* TEXT *
---------------

In unserer Veröffentlichung Michalke et al. (2023)3, die neben verschiedenen Produkten auch zwischen verschiedenen Produktionstypen unterscheidet, können wir sehen, dass sich der Erzeugerpreis von 1 kg Rindfleisch um 9,60€ bis 11,49€ erhöhen müsste, während 1 kg Milch externe Kosten von 0,72€ bis 0,84€ verursacht. Im Vergleich dazu: 1 kg grüne Bohnen verursachen Kosten von nur 9 bis 34 Cent. Dies wären nur die externen Kosten bis zum Hoftor, d.h. die Kosten, die während Verarbeitung und Transport in nachgelagerten Schritten verursacht werden, würden noch hinzukommen.
True Cost Accounting bedeutet soziale Gerechtigkeit, da die wahren Kosten nur von den Konsumenten getragen würden und nicht von der gesamten Gesellschaft. Auf der anderen Seite bedeutet es aber auch, dass sich ein Großteil der Bevölkerung bestimmte Produkte nicht mehr leisten könnte. Entsteht daraus nicht eine andere Ungerechtigkeit?

---------------

* VORLIEGENDE EINTRÄGE *
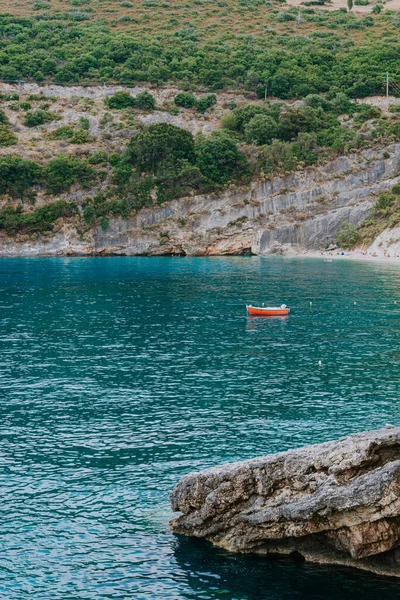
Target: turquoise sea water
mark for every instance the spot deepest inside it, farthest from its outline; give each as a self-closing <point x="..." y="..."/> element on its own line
<point x="119" y="375"/>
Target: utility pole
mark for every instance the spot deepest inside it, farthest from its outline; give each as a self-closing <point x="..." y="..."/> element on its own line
<point x="387" y="89"/>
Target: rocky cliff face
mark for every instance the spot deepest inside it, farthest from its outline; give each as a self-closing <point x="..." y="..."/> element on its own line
<point x="337" y="502"/>
<point x="296" y="212"/>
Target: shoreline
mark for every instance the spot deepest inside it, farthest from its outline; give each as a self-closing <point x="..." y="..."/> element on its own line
<point x="313" y="254"/>
<point x="353" y="255"/>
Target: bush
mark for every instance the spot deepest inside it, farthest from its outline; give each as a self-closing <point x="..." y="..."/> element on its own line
<point x="206" y="102"/>
<point x="277" y="157"/>
<point x="347" y="236"/>
<point x="294" y="120"/>
<point x="185" y="99"/>
<point x="84" y="123"/>
<point x="229" y="121"/>
<point x="63" y="171"/>
<point x="159" y="146"/>
<point x="244" y="114"/>
<point x="65" y="132"/>
<point x="18" y="176"/>
<point x="120" y="100"/>
<point x="219" y="159"/>
<point x="33" y="118"/>
<point x="99" y="157"/>
<point x="385" y="201"/>
<point x="144" y="101"/>
<point x="7" y="137"/>
<point x="80" y="136"/>
<point x="261" y="129"/>
<point x="3" y="118"/>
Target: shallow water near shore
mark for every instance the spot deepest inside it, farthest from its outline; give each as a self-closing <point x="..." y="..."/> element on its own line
<point x="119" y="375"/>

---------------

* AUFGABEN *
1. Um wie viel müsste sich laut dem Text über wahre Kosten der Erzeugerpreis von 1 kg Rindfleisch erhöhen?
2. Wiederhole die Zeilen der Einträge von der Zeile mit „Target: shoreline“ bis zum Ende der Einträge, beide Grenzen eingeschlossen.

* DIE LÖSUNGEN *
1. Um 9,60€ bis 11,49€.

2.
Target: shoreline
mark for every instance the spot deepest inside it, farthest from its outline; give each as a self-closing <point x="..." y="..."/> element on its own line
<point x="313" y="254"/>
<point x="353" y="255"/>
Target: bush
mark for every instance the spot deepest inside it, farthest from its outline; give each as a self-closing <point x="..." y="..."/> element on its own line
<point x="206" y="102"/>
<point x="277" y="157"/>
<point x="347" y="236"/>
<point x="294" y="120"/>
<point x="185" y="99"/>
<point x="84" y="123"/>
<point x="229" y="121"/>
<point x="63" y="171"/>
<point x="159" y="146"/>
<point x="244" y="114"/>
<point x="65" y="132"/>
<point x="18" y="176"/>
<point x="120" y="100"/>
<point x="219" y="159"/>
<point x="33" y="118"/>
<point x="99" y="157"/>
<point x="385" y="201"/>
<point x="144" y="101"/>
<point x="7" y="137"/>
<point x="80" y="136"/>
<point x="261" y="129"/>
<point x="3" y="118"/>
Target: shallow water near shore
mark for every instance the spot deepest inside it, farthest from its outline; give each as a self-closing <point x="..." y="..."/> element on its own line
<point x="119" y="375"/>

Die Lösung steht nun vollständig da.